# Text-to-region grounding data
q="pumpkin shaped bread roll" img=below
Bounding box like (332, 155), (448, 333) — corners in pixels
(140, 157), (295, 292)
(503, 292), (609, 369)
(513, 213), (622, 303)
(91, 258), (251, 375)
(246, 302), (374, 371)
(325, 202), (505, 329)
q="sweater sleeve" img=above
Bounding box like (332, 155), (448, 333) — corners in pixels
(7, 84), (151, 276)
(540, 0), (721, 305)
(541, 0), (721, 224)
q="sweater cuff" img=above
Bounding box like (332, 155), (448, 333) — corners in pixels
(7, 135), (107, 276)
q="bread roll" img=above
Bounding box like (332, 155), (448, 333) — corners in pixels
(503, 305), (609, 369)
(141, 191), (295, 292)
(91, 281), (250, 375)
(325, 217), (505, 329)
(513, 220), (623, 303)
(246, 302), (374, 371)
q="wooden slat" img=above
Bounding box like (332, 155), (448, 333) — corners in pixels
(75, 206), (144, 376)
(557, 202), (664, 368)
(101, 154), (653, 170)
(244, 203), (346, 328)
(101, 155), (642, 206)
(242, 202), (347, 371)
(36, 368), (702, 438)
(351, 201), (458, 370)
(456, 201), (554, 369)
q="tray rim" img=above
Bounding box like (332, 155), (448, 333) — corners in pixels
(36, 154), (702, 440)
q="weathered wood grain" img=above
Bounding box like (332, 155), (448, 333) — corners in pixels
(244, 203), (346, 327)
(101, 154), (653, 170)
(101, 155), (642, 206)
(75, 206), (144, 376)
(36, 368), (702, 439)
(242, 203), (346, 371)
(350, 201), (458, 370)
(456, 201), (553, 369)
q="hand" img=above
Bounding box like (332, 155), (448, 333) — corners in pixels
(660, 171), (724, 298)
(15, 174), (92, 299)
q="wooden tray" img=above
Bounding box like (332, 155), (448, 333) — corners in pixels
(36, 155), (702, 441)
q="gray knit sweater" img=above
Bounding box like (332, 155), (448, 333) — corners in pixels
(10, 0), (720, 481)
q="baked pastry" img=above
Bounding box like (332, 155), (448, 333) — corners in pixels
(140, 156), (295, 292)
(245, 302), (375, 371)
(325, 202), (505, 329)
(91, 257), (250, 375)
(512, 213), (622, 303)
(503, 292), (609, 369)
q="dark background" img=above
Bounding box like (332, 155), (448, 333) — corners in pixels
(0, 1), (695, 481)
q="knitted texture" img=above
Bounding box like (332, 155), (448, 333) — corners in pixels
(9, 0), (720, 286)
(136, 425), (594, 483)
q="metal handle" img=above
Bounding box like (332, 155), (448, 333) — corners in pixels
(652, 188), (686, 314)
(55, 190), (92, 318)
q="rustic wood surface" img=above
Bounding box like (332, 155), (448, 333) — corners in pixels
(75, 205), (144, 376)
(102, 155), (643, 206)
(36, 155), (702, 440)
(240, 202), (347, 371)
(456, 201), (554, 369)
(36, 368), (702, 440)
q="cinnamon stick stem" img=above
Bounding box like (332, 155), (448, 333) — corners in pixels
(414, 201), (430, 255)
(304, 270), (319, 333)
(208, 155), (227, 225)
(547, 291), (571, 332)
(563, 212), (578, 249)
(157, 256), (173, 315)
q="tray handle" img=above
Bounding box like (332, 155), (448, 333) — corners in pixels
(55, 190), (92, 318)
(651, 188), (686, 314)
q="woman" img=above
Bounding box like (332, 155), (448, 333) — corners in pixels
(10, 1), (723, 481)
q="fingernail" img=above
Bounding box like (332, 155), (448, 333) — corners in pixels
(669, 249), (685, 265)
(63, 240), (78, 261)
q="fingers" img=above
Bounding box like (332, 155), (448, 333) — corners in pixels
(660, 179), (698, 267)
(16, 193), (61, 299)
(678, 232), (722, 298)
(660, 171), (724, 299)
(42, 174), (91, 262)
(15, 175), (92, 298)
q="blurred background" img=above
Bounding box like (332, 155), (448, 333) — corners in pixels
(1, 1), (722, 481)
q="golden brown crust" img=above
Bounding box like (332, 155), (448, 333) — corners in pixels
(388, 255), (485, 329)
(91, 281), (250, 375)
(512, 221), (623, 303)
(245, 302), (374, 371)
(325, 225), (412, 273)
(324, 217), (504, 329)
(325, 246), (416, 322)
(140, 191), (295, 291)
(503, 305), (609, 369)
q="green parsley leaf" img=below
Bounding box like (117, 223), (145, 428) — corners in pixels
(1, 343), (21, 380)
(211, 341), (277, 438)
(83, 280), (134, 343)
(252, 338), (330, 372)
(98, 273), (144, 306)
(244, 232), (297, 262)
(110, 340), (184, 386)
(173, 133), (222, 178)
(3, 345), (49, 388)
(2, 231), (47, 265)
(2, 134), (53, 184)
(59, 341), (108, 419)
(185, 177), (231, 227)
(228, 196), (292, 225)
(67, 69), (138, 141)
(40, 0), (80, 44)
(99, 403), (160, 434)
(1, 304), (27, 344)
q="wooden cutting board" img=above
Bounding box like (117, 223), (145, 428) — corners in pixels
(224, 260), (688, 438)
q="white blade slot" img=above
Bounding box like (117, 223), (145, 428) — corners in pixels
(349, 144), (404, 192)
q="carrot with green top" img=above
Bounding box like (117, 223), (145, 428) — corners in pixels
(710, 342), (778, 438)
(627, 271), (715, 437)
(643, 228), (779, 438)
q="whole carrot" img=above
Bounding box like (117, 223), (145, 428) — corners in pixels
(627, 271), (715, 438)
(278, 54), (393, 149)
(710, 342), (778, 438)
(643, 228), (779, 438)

# Instructions to follow
Repeat the data exactly as it was given above.

# Solution to this task
q="pumpkin shaped bread roll" img=below
Bounding box like (332, 155), (448, 333) — corners in pixels
(140, 157), (295, 292)
(503, 292), (609, 369)
(513, 213), (622, 303)
(91, 258), (251, 375)
(246, 302), (374, 371)
(325, 202), (505, 329)
q="sweater sleeve" img=above
Bounding box like (332, 155), (448, 333) — corners in pixels
(7, 84), (151, 276)
(540, 0), (721, 305)
(541, 0), (721, 224)
q="sweater cuff" img=above
Bounding box like (332, 155), (448, 333) — corners in pixels
(7, 135), (107, 276)
q="bread roll" img=above
Bounding box like (332, 155), (448, 333) — corners in pixels
(503, 305), (609, 369)
(141, 191), (295, 292)
(91, 281), (250, 375)
(325, 217), (505, 329)
(513, 220), (623, 303)
(246, 302), (374, 371)
q="wooden slat" img=above
Bounding box like (332, 155), (448, 333) — corners in pixels
(75, 206), (144, 376)
(557, 202), (664, 368)
(101, 154), (653, 170)
(244, 203), (346, 328)
(101, 155), (642, 206)
(242, 202), (347, 371)
(36, 368), (702, 438)
(351, 201), (458, 370)
(456, 201), (554, 369)
q="tray rim" img=above
Bounding box like (332, 155), (448, 333) — corners in pixels
(36, 154), (702, 440)
q="weathered wood grain" img=above
Bounding box like (332, 155), (448, 333) — corners in pixels
(244, 203), (346, 327)
(101, 154), (653, 170)
(101, 155), (642, 206)
(75, 206), (144, 376)
(36, 368), (702, 439)
(242, 203), (346, 371)
(350, 201), (458, 370)
(456, 201), (553, 369)
q="hand" img=above
Bounding box like (332, 155), (448, 333) — corners in pixels
(660, 171), (724, 298)
(15, 174), (92, 299)
q="wooden tray" img=above
Bounding box like (332, 155), (448, 333) — corners in pixels
(36, 155), (702, 441)
q="gray knit sweater" img=above
Bounding box like (332, 155), (448, 333) — corners in pixels
(10, 0), (720, 481)
q="baked pastry" img=above
Bounding box like (332, 155), (448, 333) — corners in pixels
(140, 156), (295, 292)
(245, 302), (375, 371)
(325, 202), (505, 329)
(91, 257), (250, 375)
(512, 213), (622, 303)
(503, 292), (609, 369)
q="dark background" img=above
Bounding box like (332, 155), (448, 333) — corners in pixels
(0, 1), (695, 481)
q="knitted texture" img=above
Bounding box like (332, 155), (448, 333) — corners in pixels
(9, 0), (720, 286)
(136, 425), (594, 483)
q="metal handle" img=above
Bounding box like (332, 155), (448, 333) — corners in pixels
(652, 188), (686, 314)
(55, 190), (92, 318)
q="rustic wood surface" img=above
Bounding box like (332, 155), (448, 333) — corners in pixels
(75, 205), (144, 376)
(102, 155), (643, 206)
(36, 155), (702, 440)
(240, 202), (347, 371)
(456, 201), (554, 369)
(36, 368), (702, 440)
q="cinnamon stick stem" img=above
Bounding box like (332, 155), (448, 333) — corners in pixels
(414, 201), (430, 255)
(304, 270), (319, 333)
(208, 155), (227, 225)
(547, 291), (571, 332)
(563, 212), (578, 249)
(157, 256), (173, 315)
q="tray handle" img=above
Bounding box like (332, 155), (448, 333) — corners in pixels
(55, 190), (92, 318)
(651, 188), (686, 314)
q="woman" img=above
Bounding box like (332, 155), (448, 333) — corners in pixels
(10, 1), (723, 481)
q="fingernail" img=above
Bounding box like (332, 155), (448, 333) — corners in pixels
(669, 249), (685, 265)
(63, 240), (78, 261)
q="fingers" img=above
Bounding box like (332, 155), (448, 333) — corners in pixels
(660, 179), (698, 267)
(16, 193), (61, 299)
(678, 232), (722, 298)
(660, 171), (724, 299)
(42, 174), (91, 262)
(15, 175), (92, 298)
q="blurred background" img=above
Bounding box like (332, 155), (448, 333) — corners in pixels
(1, 1), (722, 481)
q="golden brown crust" img=above
Bounding box like (332, 155), (448, 333) — corners in pixels
(388, 255), (485, 329)
(91, 281), (250, 375)
(512, 221), (623, 303)
(245, 302), (374, 371)
(325, 225), (412, 273)
(324, 217), (504, 329)
(325, 246), (416, 322)
(140, 191), (295, 291)
(503, 305), (609, 369)
q="green parsley leaf" img=below
Bounding box like (117, 223), (145, 428) — corners in pixels
(1, 343), (21, 380)
(211, 341), (277, 438)
(83, 280), (134, 343)
(252, 338), (330, 372)
(98, 273), (144, 306)
(244, 232), (297, 262)
(110, 340), (184, 386)
(173, 133), (222, 178)
(3, 345), (49, 388)
(2, 231), (47, 265)
(2, 134), (53, 184)
(59, 341), (108, 419)
(185, 177), (231, 227)
(228, 196), (292, 225)
(67, 69), (138, 141)
(40, 0), (80, 44)
(99, 403), (160, 434)
(1, 304), (27, 344)
q="wooden cutting board" img=above
Bounding box like (117, 223), (145, 428) — corners in pixels
(224, 260), (688, 438)
q="white blade slot" img=above
Bounding box like (117, 223), (145, 428) — corners in pixels
(349, 144), (404, 192)
q="carrot with green top" img=above
Bounding box like (117, 223), (145, 428) — corners in pixels
(710, 342), (778, 438)
(627, 271), (715, 437)
(643, 228), (779, 438)
q="whole carrot" img=above
Bounding box like (117, 223), (145, 428) — corners in pixels
(627, 271), (715, 438)
(278, 54), (393, 149)
(710, 342), (778, 438)
(643, 228), (779, 438)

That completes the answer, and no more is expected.